### Extrait du texte
::::::::
De nombreux faits relatés dans la presse professionnelle ou généraliste nous montrent que la société évolue de manière insidieuse en bafouant les valeurs que nous avons apprises en étant jeunes. Ainsi, lorsque notre cabinet ferme avant 12 heures (les horaires d’ouverture sont bien précisés sur la porte), certains (ils ne sont pas rares) attendent sagement le départ des patients retenus dans le cabinet pour se faufiler. Ils augmentent de ce fait la file active de patients à voir, et nous obligent à partir vers 13 h 30. De cette manière il ne reste pas trop de monde (nous consultons de manière libre), et l’attente est plus supportable. Eh oui, on regarde avant tout son confort personnel, et on se moque éperdument du temps de travail du médecin ; de toute façon, il doit être corvéable à merci.
::::::::
### Données fournies
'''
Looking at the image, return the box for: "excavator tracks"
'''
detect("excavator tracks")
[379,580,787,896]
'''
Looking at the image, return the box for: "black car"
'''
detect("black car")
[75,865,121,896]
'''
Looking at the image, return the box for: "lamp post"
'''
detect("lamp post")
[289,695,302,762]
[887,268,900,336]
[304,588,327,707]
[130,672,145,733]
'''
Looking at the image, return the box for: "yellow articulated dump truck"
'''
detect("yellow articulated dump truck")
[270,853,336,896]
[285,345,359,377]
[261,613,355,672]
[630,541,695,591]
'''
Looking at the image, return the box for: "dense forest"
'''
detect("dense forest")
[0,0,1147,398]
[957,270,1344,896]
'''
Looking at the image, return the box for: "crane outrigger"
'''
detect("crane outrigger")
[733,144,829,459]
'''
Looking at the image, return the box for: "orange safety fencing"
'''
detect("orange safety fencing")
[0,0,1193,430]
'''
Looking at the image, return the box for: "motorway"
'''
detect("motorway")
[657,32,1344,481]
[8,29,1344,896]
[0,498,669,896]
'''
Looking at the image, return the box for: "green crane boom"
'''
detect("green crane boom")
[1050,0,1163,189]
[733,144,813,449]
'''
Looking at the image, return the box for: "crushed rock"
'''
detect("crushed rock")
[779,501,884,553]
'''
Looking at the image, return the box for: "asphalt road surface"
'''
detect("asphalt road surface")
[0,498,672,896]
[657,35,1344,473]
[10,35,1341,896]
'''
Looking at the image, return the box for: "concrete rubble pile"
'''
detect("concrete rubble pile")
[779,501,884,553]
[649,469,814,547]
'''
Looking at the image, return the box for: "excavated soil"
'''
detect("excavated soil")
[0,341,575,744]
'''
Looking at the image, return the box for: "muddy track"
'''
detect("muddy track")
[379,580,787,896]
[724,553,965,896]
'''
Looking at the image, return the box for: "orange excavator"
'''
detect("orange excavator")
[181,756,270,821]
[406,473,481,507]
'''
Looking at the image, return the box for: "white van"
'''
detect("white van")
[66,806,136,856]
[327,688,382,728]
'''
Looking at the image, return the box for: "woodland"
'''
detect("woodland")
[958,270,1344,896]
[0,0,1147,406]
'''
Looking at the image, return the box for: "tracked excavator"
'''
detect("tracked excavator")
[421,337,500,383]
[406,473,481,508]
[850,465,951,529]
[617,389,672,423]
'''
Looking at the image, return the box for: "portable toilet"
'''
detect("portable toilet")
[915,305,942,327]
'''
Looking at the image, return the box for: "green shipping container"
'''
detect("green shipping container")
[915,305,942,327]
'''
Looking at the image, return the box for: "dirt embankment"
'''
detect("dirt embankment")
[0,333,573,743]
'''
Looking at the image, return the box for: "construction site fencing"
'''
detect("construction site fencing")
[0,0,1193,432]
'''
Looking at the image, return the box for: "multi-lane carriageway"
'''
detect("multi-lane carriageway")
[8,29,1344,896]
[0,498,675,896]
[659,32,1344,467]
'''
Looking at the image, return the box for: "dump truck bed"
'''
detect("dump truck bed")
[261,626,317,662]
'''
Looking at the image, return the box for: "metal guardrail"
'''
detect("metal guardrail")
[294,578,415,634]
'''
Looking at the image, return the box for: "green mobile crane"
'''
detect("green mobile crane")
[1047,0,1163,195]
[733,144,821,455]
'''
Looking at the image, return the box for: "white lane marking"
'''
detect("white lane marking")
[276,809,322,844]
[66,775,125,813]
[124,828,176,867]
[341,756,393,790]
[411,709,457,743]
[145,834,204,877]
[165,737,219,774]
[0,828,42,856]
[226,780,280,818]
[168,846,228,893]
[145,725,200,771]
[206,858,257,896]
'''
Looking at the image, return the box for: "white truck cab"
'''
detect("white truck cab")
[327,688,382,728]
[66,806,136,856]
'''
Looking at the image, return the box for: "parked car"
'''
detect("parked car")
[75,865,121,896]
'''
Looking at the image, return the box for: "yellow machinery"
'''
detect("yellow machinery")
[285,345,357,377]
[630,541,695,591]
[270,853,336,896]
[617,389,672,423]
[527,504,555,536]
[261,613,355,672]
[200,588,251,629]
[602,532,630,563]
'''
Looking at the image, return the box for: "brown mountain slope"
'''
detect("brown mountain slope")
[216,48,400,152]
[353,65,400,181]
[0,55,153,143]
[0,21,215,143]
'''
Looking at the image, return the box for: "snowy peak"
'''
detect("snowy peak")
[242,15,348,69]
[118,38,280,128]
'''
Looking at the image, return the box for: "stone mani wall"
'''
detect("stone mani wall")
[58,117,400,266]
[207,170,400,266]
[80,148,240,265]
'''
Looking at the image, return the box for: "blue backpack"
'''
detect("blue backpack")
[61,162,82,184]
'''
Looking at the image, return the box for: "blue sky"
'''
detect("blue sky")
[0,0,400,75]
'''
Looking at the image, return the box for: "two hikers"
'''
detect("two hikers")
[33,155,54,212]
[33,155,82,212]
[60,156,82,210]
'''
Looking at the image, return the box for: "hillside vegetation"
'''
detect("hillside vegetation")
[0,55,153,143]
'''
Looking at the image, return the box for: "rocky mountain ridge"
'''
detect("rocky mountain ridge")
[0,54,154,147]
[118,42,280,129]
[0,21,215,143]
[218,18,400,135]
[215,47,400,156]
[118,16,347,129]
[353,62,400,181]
::::::::
### Consignes de l'exercice
1. Relevez toutes les remarques que l'extrait met entre parenthèses.
2. D'après l'extrait, pourquoi certains patients attendent-ils le départ des autres pour se faufiler dans le cabinet ? Répondez en une à trois phrases.
On n'a pas besoin des données pour faire ce travail.

### Réponses par consigne
1.
- les horaires d'ouverture sont bien précisés sur la porte
- ils ne sont pas rares
- nous consultons de manière libre

2. En attendant ainsi, ils trouvent peu de monde dans la salle, puisque la consultation est libre, et l'attente leur paraît plus supportable. L'extrait y voit le signe qu'ils pensent avant tout à leur confort personnel.